▶
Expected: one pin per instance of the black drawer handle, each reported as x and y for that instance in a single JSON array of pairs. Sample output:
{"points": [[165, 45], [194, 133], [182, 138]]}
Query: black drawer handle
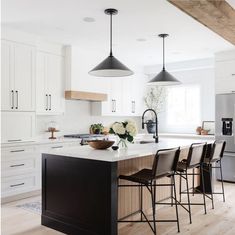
{"points": [[17, 165], [14, 140], [57, 147], [16, 151], [15, 185]]}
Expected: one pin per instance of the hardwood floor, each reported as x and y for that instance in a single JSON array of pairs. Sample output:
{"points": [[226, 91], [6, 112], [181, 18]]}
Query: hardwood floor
{"points": [[219, 221]]}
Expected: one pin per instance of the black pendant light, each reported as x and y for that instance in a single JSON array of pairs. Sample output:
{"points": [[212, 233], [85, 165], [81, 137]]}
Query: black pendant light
{"points": [[164, 78], [111, 67]]}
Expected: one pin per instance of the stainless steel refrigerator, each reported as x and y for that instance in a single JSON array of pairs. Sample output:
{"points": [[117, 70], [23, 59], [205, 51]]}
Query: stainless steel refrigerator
{"points": [[225, 130]]}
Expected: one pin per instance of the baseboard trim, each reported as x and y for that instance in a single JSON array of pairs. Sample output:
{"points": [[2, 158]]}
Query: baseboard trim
{"points": [[20, 196]]}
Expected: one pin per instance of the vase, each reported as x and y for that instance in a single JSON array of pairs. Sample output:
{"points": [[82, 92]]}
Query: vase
{"points": [[122, 143], [151, 127]]}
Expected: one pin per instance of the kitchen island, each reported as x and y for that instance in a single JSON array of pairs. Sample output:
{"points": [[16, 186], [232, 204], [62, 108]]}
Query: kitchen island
{"points": [[79, 185]]}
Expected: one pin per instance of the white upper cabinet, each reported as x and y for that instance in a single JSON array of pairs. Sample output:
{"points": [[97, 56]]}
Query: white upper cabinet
{"points": [[50, 84], [17, 126], [125, 98], [18, 77], [225, 72]]}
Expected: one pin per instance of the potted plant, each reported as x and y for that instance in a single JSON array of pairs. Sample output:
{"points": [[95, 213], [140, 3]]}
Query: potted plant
{"points": [[125, 131], [96, 128], [154, 99]]}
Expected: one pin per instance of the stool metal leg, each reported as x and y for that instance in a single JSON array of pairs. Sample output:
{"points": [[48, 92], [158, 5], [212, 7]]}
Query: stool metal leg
{"points": [[176, 203], [212, 196], [141, 201], [222, 180], [152, 191], [189, 207], [193, 182], [180, 190], [203, 186], [172, 188]]}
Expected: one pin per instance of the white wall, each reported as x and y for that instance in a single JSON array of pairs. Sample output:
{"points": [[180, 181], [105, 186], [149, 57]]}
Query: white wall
{"points": [[200, 72], [77, 119]]}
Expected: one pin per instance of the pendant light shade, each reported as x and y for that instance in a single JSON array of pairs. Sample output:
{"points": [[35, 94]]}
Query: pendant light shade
{"points": [[164, 78], [111, 67]]}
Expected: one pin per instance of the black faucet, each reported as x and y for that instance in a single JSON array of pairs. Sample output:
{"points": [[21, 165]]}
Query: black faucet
{"points": [[156, 123]]}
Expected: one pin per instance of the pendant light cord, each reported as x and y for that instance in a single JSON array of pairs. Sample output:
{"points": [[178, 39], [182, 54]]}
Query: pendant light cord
{"points": [[111, 34], [163, 53]]}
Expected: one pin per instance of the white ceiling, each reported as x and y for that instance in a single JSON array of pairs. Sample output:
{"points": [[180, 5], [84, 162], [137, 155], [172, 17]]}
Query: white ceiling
{"points": [[62, 21]]}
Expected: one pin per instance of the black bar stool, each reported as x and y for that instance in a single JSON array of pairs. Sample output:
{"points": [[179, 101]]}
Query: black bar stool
{"points": [[194, 160], [164, 165], [214, 162]]}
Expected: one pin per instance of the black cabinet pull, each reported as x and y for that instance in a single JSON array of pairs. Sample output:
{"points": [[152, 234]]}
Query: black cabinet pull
{"points": [[14, 140], [17, 165], [16, 151], [50, 102], [15, 185], [133, 106], [56, 147], [17, 99], [12, 99], [46, 102], [114, 106]]}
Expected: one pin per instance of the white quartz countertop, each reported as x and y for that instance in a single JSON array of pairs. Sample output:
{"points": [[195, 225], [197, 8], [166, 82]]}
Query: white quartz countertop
{"points": [[133, 150], [138, 138], [40, 141]]}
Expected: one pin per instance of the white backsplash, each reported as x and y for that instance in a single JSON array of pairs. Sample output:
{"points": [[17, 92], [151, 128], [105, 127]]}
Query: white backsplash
{"points": [[77, 119]]}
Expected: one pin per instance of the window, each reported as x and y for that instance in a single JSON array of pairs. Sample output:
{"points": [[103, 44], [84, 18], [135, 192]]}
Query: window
{"points": [[183, 105]]}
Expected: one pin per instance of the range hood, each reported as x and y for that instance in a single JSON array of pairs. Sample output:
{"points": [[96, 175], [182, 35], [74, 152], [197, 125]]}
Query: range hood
{"points": [[79, 84], [83, 95]]}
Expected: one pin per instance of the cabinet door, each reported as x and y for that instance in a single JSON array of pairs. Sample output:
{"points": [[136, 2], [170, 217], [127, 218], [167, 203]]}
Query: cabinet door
{"points": [[24, 77], [225, 76], [55, 83], [41, 84], [132, 97], [6, 80], [17, 126], [116, 96]]}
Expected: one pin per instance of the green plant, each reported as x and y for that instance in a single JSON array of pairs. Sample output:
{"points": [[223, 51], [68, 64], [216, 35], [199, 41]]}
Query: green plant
{"points": [[97, 128], [124, 130]]}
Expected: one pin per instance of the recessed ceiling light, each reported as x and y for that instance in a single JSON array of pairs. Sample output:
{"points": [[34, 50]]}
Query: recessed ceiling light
{"points": [[141, 39], [89, 19]]}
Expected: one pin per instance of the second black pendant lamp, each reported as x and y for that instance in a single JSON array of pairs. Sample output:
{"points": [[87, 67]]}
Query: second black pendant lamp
{"points": [[164, 78], [111, 67]]}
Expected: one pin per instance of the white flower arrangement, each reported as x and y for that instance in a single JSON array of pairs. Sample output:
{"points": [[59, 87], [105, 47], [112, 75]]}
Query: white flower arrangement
{"points": [[124, 130]]}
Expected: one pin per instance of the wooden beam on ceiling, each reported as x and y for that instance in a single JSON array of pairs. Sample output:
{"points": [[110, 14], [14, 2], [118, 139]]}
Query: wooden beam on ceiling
{"points": [[217, 15]]}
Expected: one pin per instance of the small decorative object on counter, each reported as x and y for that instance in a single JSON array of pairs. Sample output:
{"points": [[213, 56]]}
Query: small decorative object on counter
{"points": [[96, 128], [125, 131], [198, 130], [100, 144], [52, 127], [155, 98], [204, 132]]}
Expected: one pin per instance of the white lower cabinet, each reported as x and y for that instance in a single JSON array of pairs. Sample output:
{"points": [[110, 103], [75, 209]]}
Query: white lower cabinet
{"points": [[21, 167], [225, 72], [17, 126], [20, 170]]}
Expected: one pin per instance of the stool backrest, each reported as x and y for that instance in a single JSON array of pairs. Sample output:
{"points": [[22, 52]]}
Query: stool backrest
{"points": [[217, 150], [165, 161], [196, 154]]}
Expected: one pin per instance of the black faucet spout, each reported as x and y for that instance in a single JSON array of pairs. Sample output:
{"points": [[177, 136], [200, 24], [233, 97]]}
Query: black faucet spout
{"points": [[156, 123]]}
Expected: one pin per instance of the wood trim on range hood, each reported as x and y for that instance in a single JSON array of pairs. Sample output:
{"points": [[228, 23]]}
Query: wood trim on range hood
{"points": [[83, 95], [217, 15]]}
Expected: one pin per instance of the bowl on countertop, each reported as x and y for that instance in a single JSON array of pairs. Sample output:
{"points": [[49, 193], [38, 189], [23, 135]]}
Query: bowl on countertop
{"points": [[100, 144]]}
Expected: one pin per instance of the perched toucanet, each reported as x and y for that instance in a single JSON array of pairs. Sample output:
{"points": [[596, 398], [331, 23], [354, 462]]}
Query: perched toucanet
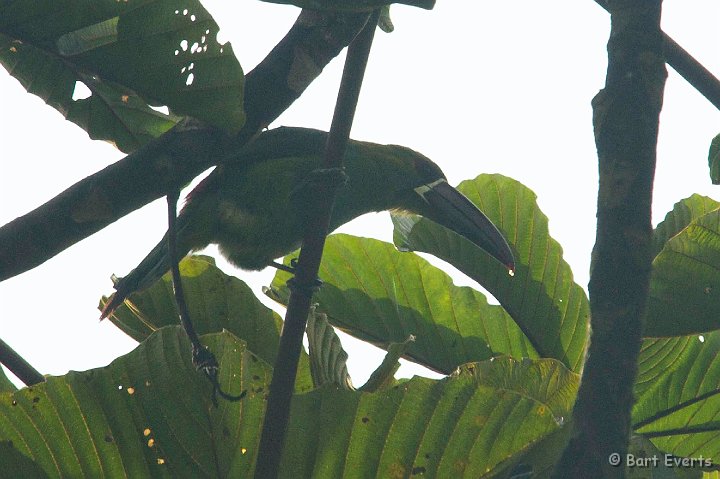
◀
Job
Rewrite the stretch of lines from the one containing "Expected: one pin per instance of the white lower" through the one containing "Query: white lower cabinet", swapping "white lower cabinet" for "white base cabinet" and leaving everything else unchanged.

Task response
Expected: one pin per instance of the white base cabinet, each reported as x and y for that instance in a single JSON array of pairs. Sample output:
{"points": [[110, 103], [75, 209]]}
Query: white base cabinet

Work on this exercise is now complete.